Job
In the records below, locate the line containing "Target: neighboring house", then extract it and all following lines exactly, ending with the last line.

------

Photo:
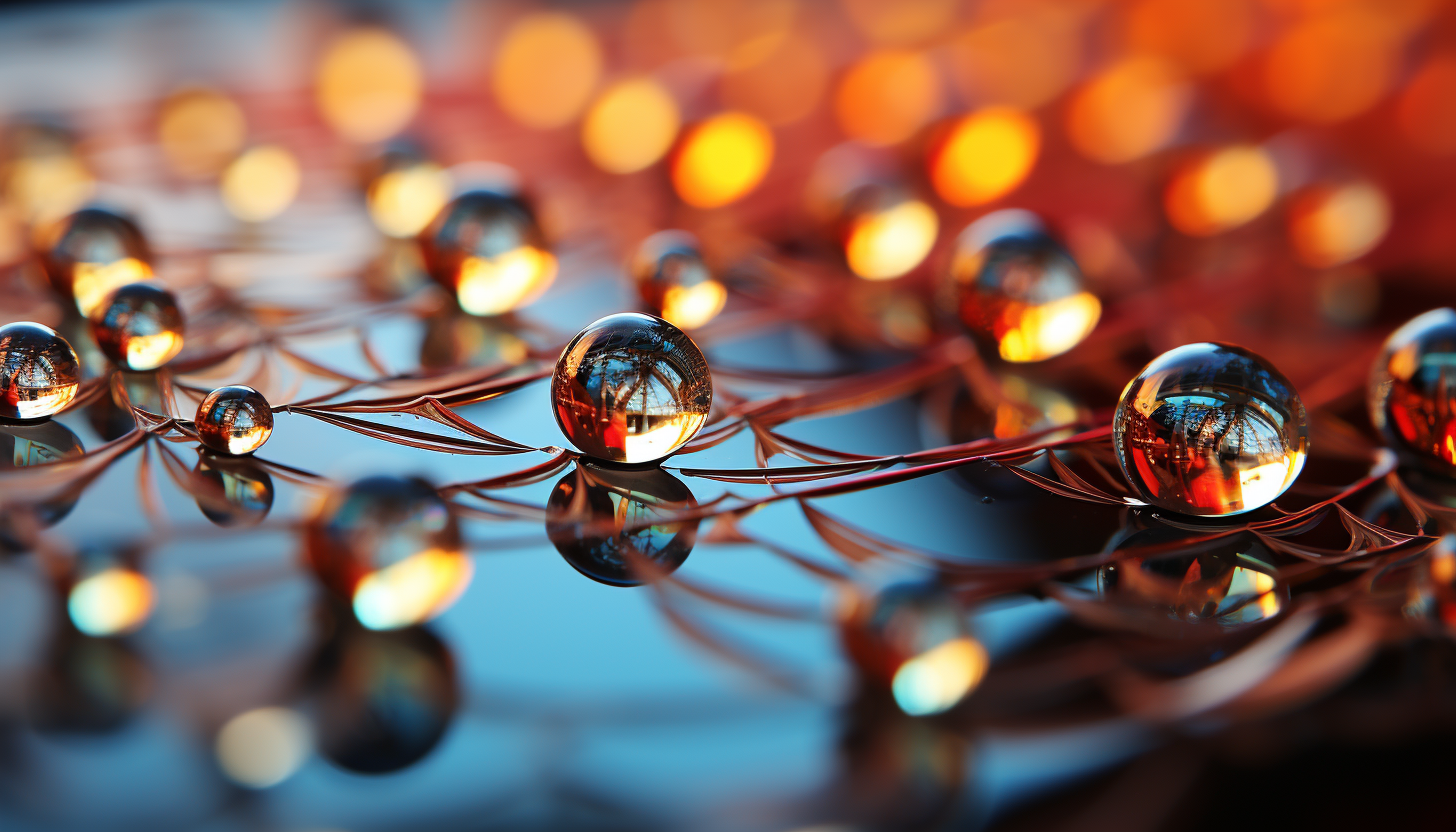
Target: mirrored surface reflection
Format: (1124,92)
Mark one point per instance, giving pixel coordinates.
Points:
(603,522)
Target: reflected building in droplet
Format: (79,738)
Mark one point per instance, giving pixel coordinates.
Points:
(604,523)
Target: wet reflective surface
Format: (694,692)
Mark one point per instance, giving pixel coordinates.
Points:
(631,388)
(1210,429)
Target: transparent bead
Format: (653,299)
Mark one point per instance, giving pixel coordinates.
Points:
(674,280)
(487,248)
(1210,429)
(390,548)
(233,420)
(913,638)
(609,523)
(631,388)
(92,252)
(1017,286)
(1413,389)
(139,327)
(40,373)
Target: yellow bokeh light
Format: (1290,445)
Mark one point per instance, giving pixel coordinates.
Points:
(631,126)
(261,184)
(722,159)
(888,242)
(200,131)
(546,69)
(984,156)
(369,85)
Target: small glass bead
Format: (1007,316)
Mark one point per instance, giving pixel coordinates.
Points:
(40,373)
(390,547)
(233,420)
(92,252)
(139,327)
(1210,429)
(607,523)
(631,388)
(1018,287)
(487,248)
(674,280)
(1413,389)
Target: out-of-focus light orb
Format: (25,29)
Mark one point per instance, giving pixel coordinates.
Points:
(631,388)
(264,746)
(1212,430)
(1127,110)
(984,156)
(1222,190)
(1018,287)
(261,184)
(91,254)
(609,523)
(913,638)
(111,601)
(389,547)
(1413,389)
(722,159)
(1330,225)
(487,248)
(674,280)
(40,373)
(139,327)
(631,126)
(200,131)
(233,420)
(546,69)
(888,96)
(369,85)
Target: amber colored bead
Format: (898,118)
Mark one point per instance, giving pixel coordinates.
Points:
(631,388)
(1210,429)
(235,420)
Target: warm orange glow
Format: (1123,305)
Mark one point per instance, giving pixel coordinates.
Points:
(1127,111)
(369,85)
(984,156)
(631,126)
(1222,190)
(722,159)
(546,69)
(888,96)
(1334,225)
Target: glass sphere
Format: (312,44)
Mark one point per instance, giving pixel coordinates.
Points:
(604,522)
(92,252)
(1210,429)
(487,248)
(233,420)
(40,373)
(674,280)
(1017,286)
(631,388)
(1413,389)
(139,327)
(389,547)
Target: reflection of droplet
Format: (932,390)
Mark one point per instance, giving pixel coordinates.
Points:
(603,522)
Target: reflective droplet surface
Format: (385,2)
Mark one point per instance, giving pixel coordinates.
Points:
(1018,287)
(1413,389)
(92,252)
(631,388)
(390,548)
(674,280)
(40,373)
(606,523)
(487,248)
(139,327)
(1210,429)
(233,420)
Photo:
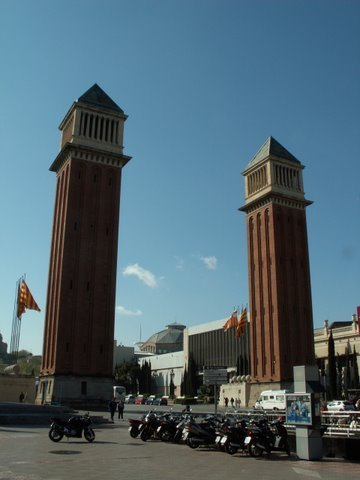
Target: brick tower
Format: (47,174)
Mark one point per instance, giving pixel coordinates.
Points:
(77,361)
(278,266)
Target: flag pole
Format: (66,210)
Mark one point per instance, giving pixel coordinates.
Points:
(16,324)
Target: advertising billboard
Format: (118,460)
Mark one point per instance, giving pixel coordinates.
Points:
(299,409)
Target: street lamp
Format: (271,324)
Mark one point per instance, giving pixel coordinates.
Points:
(172,386)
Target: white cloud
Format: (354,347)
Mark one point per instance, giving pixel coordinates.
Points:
(209,262)
(130,313)
(144,275)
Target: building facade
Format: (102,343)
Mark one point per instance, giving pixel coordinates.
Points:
(168,340)
(346,339)
(278,265)
(77,361)
(210,346)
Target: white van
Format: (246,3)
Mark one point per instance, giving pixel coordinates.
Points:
(119,392)
(272,400)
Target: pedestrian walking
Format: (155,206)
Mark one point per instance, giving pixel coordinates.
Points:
(112,408)
(121,406)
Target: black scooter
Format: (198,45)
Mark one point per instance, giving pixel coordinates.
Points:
(267,438)
(73,427)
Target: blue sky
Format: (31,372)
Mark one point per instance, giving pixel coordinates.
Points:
(205,83)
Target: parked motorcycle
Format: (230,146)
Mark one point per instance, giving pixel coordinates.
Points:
(150,425)
(265,437)
(203,433)
(136,425)
(75,426)
(234,437)
(167,429)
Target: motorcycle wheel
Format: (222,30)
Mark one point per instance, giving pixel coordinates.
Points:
(287,448)
(191,443)
(89,434)
(254,450)
(144,435)
(134,432)
(165,436)
(55,435)
(230,449)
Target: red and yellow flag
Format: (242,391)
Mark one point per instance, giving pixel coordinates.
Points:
(240,328)
(231,321)
(26,300)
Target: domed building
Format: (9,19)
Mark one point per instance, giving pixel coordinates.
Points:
(169,340)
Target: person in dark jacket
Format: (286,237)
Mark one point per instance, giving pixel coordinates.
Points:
(121,406)
(112,408)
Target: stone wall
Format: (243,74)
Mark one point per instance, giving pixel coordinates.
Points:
(12,385)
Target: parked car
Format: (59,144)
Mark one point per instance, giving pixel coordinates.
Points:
(129,399)
(159,401)
(340,406)
(140,400)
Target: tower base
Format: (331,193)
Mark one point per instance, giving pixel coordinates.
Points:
(76,391)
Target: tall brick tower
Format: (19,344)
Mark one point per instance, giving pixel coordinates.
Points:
(77,362)
(278,266)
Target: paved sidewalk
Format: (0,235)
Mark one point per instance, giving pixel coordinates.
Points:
(28,454)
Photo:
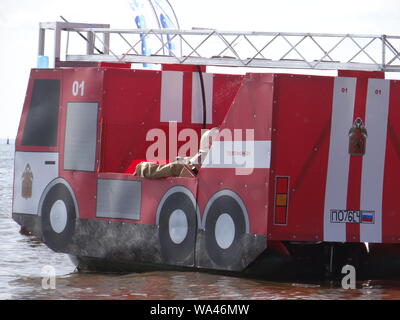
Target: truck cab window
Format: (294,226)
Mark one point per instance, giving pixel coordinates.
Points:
(42,120)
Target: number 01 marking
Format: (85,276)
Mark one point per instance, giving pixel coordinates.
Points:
(78,88)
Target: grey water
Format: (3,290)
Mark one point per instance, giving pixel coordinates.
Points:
(23,258)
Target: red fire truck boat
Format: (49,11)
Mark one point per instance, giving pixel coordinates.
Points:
(308,180)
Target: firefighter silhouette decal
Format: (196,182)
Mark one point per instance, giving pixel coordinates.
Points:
(357,138)
(27,180)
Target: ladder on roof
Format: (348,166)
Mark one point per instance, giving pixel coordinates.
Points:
(318,51)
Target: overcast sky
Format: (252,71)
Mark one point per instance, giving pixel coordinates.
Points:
(19,28)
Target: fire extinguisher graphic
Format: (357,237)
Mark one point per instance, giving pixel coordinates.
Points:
(357,138)
(27,179)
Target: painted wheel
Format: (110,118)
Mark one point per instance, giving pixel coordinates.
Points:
(225,225)
(177,222)
(58,217)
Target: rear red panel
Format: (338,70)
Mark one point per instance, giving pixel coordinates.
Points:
(300,145)
(336,139)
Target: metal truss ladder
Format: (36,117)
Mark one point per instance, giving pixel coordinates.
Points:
(318,51)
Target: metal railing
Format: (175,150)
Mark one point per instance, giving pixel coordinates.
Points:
(209,47)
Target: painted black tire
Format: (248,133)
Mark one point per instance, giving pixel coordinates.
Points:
(58,238)
(177,248)
(225,216)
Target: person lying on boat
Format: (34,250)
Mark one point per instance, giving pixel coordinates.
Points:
(183,166)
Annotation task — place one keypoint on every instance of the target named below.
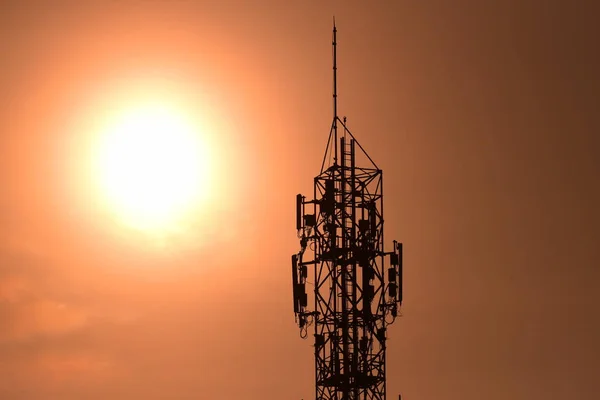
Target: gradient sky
(482, 114)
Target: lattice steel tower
(355, 294)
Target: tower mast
(355, 295)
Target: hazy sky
(482, 114)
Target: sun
(152, 166)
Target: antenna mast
(335, 117)
(355, 296)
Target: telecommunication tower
(356, 292)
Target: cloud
(27, 308)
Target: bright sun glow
(152, 166)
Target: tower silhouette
(354, 294)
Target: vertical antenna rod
(334, 94)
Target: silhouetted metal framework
(356, 295)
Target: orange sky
(483, 116)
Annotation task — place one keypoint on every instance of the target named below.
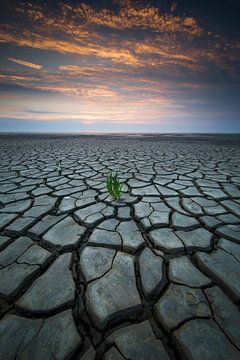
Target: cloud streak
(25, 63)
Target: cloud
(25, 63)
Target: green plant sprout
(113, 186)
(58, 165)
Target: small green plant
(58, 165)
(113, 185)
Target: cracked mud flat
(153, 276)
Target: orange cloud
(25, 63)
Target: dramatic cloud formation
(25, 63)
(163, 67)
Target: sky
(120, 66)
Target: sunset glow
(120, 65)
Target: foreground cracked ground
(155, 275)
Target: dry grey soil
(155, 275)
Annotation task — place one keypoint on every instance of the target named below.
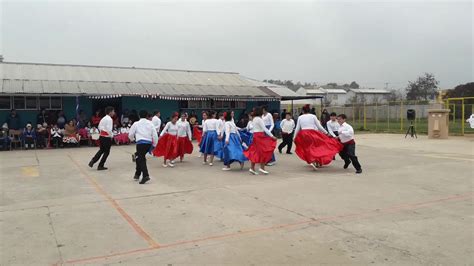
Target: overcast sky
(372, 43)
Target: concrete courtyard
(412, 205)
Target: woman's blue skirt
(273, 156)
(246, 137)
(233, 152)
(210, 144)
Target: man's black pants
(348, 154)
(287, 141)
(140, 161)
(104, 150)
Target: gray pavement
(412, 205)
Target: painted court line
(116, 206)
(358, 215)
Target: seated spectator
(95, 119)
(29, 136)
(71, 135)
(4, 138)
(61, 122)
(56, 136)
(82, 119)
(41, 136)
(13, 120)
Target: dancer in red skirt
(168, 142)
(314, 146)
(184, 137)
(263, 144)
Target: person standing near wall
(13, 120)
(287, 128)
(146, 137)
(105, 139)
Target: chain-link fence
(392, 117)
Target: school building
(29, 87)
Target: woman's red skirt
(261, 149)
(313, 146)
(197, 134)
(184, 146)
(167, 147)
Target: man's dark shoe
(346, 164)
(144, 180)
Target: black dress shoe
(346, 165)
(144, 180)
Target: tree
(354, 85)
(394, 96)
(462, 90)
(424, 88)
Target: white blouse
(170, 128)
(268, 121)
(250, 126)
(220, 127)
(309, 121)
(259, 126)
(209, 124)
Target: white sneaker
(253, 172)
(263, 171)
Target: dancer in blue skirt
(232, 150)
(210, 144)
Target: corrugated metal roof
(282, 91)
(98, 80)
(369, 91)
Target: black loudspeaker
(411, 114)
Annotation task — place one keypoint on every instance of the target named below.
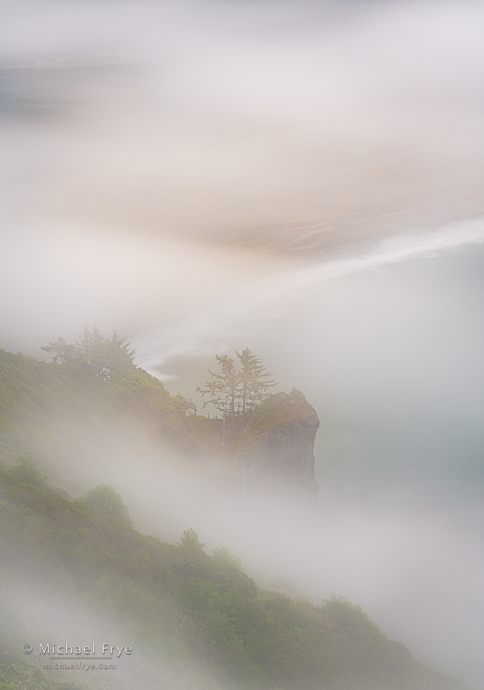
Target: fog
(304, 179)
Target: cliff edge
(274, 450)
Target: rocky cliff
(273, 452)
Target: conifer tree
(235, 392)
(254, 380)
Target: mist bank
(128, 432)
(193, 620)
(265, 136)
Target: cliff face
(62, 417)
(274, 452)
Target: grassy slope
(198, 620)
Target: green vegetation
(235, 392)
(196, 619)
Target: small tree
(223, 388)
(104, 502)
(94, 352)
(235, 392)
(190, 543)
(254, 380)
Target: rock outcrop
(274, 451)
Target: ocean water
(390, 352)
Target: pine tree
(254, 380)
(235, 392)
(94, 352)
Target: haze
(209, 175)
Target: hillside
(75, 570)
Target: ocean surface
(389, 349)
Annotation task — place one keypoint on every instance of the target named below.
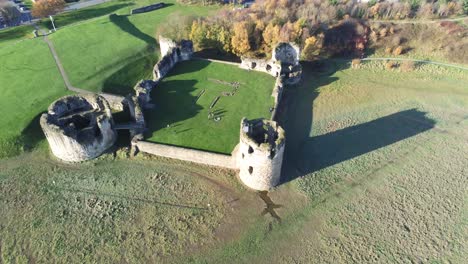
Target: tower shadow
(124, 24)
(305, 154)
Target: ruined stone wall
(277, 94)
(171, 54)
(284, 62)
(136, 114)
(197, 156)
(116, 102)
(79, 127)
(260, 153)
(262, 65)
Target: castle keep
(81, 127)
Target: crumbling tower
(79, 127)
(260, 153)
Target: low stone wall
(192, 155)
(145, 9)
(116, 102)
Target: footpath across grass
(96, 53)
(29, 82)
(183, 101)
(15, 34)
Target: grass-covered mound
(184, 97)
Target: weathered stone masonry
(81, 127)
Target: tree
(45, 8)
(9, 12)
(465, 6)
(271, 35)
(240, 39)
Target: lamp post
(52, 20)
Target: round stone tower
(79, 127)
(260, 153)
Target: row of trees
(256, 30)
(320, 27)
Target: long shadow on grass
(122, 81)
(174, 103)
(124, 23)
(74, 16)
(305, 154)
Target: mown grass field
(189, 126)
(375, 171)
(382, 157)
(126, 54)
(15, 34)
(29, 82)
(109, 53)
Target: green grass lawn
(67, 18)
(15, 34)
(29, 82)
(113, 52)
(103, 211)
(377, 162)
(190, 127)
(382, 157)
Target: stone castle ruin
(260, 153)
(284, 63)
(81, 127)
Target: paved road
(84, 4)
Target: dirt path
(85, 4)
(59, 63)
(68, 85)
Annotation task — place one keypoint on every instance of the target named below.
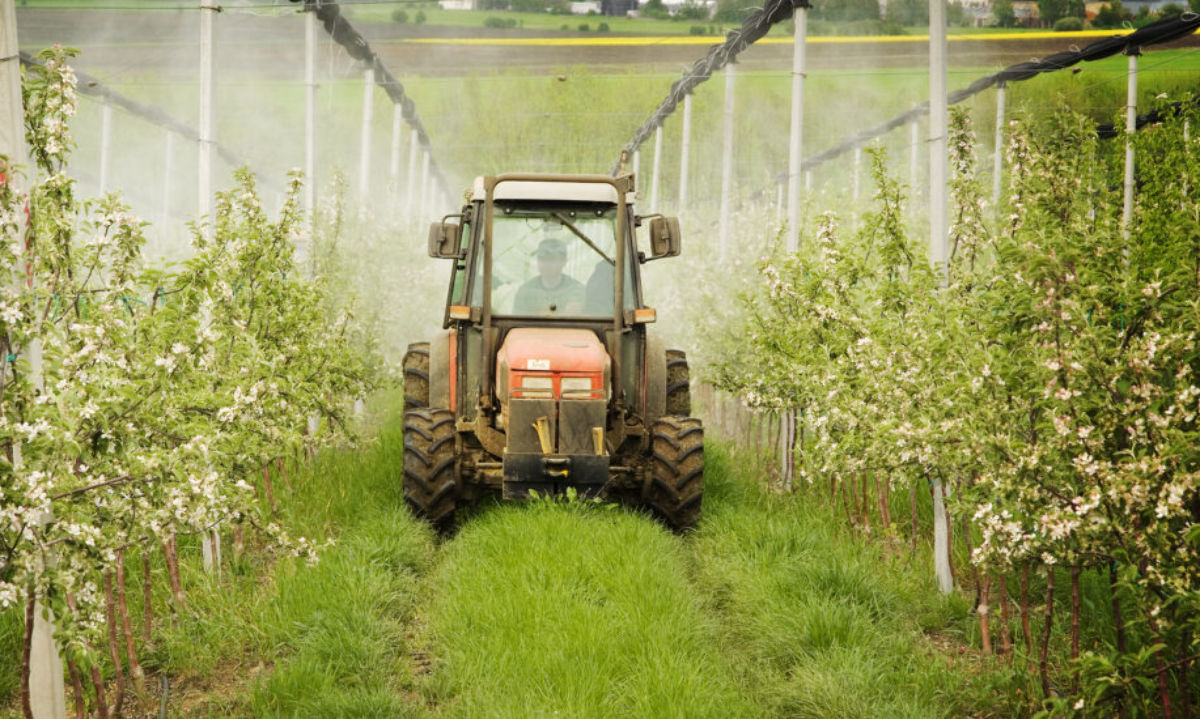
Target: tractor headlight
(533, 387)
(576, 384)
(535, 382)
(580, 388)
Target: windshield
(553, 262)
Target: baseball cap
(551, 247)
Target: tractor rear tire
(431, 468)
(417, 376)
(678, 384)
(675, 485)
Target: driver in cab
(551, 292)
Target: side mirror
(445, 240)
(665, 237)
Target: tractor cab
(545, 365)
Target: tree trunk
(984, 629)
(114, 649)
(1074, 628)
(177, 585)
(1117, 619)
(912, 507)
(1006, 639)
(867, 507)
(885, 486)
(97, 683)
(126, 625)
(949, 533)
(1185, 684)
(979, 581)
(267, 485)
(847, 499)
(27, 648)
(147, 597)
(1164, 695)
(1043, 659)
(76, 688)
(283, 471)
(239, 540)
(1025, 615)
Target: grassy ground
(769, 610)
(574, 610)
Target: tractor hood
(553, 353)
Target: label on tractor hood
(552, 349)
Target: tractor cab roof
(552, 189)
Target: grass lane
(771, 609)
(552, 610)
(817, 622)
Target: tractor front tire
(417, 376)
(678, 384)
(675, 484)
(431, 468)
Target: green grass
(823, 623)
(773, 607)
(549, 610)
(325, 640)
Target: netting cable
(357, 46)
(775, 11)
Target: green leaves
(1051, 382)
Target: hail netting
(94, 88)
(1156, 33)
(343, 34)
(718, 57)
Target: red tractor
(545, 375)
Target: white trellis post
(397, 141)
(795, 145)
(779, 201)
(913, 159)
(997, 163)
(209, 11)
(409, 191)
(684, 153)
(106, 143)
(168, 160)
(856, 185)
(654, 173)
(425, 183)
(47, 693)
(939, 117)
(1131, 129)
(365, 139)
(310, 113)
(727, 161)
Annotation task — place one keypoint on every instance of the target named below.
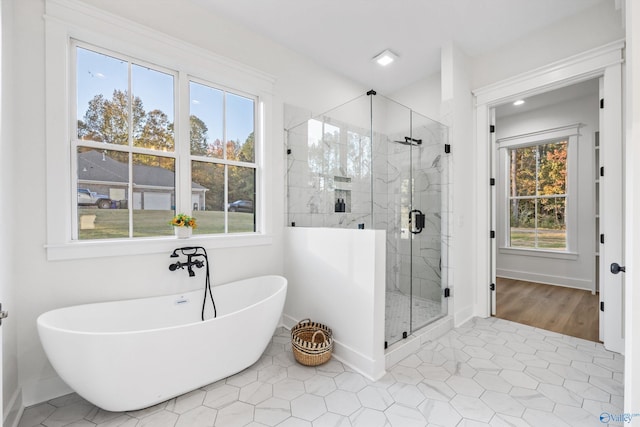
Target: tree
(198, 136)
(156, 133)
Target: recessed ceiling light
(385, 58)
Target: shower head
(410, 141)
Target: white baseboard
(40, 391)
(13, 411)
(569, 282)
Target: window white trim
(69, 19)
(568, 133)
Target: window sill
(542, 253)
(145, 246)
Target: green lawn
(547, 238)
(114, 223)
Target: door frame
(605, 61)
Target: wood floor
(555, 308)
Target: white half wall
(337, 277)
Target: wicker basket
(312, 343)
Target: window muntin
(223, 170)
(537, 177)
(132, 141)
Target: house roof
(94, 165)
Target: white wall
(456, 111)
(10, 387)
(576, 272)
(337, 277)
(594, 27)
(41, 285)
(632, 229)
(423, 97)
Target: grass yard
(547, 238)
(114, 223)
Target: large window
(128, 150)
(538, 196)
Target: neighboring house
(153, 186)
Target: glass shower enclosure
(374, 163)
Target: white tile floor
(488, 372)
(398, 311)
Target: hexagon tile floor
(487, 372)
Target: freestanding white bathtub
(127, 355)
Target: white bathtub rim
(281, 288)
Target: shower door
(415, 169)
(428, 200)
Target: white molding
(78, 16)
(38, 391)
(143, 246)
(540, 136)
(547, 279)
(14, 410)
(574, 69)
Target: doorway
(546, 208)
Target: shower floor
(397, 315)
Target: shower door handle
(416, 221)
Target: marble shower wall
(332, 158)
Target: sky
(102, 74)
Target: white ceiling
(343, 35)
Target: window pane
(240, 128)
(523, 223)
(359, 157)
(552, 228)
(207, 197)
(522, 171)
(242, 190)
(552, 174)
(316, 150)
(153, 104)
(102, 98)
(206, 120)
(153, 195)
(103, 180)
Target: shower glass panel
(374, 163)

------

Exercise solution
Target: neighboring house
(153, 186)
Target: glass shower enclosure
(374, 163)
Target: white tile floor
(488, 372)
(398, 311)
Target: hexagon tile floor
(487, 372)
Target: freestanding white bathtub
(127, 355)
Target: white bathtub rim
(281, 288)
Target: shower door
(415, 169)
(428, 200)
Target: white molding
(78, 16)
(38, 391)
(143, 246)
(540, 136)
(547, 279)
(14, 410)
(574, 69)
Target: doorway
(546, 208)
Target: shower floor
(397, 315)
Target: shower door handle
(416, 221)
Target: marble shower wall
(332, 158)
Target: sky
(102, 74)
Target: white ceiling
(343, 35)
Target: window pane
(240, 128)
(523, 223)
(359, 157)
(552, 228)
(207, 197)
(522, 171)
(242, 190)
(552, 174)
(316, 150)
(153, 104)
(102, 98)
(206, 120)
(153, 195)
(103, 180)
Target: shower glass panel
(374, 163)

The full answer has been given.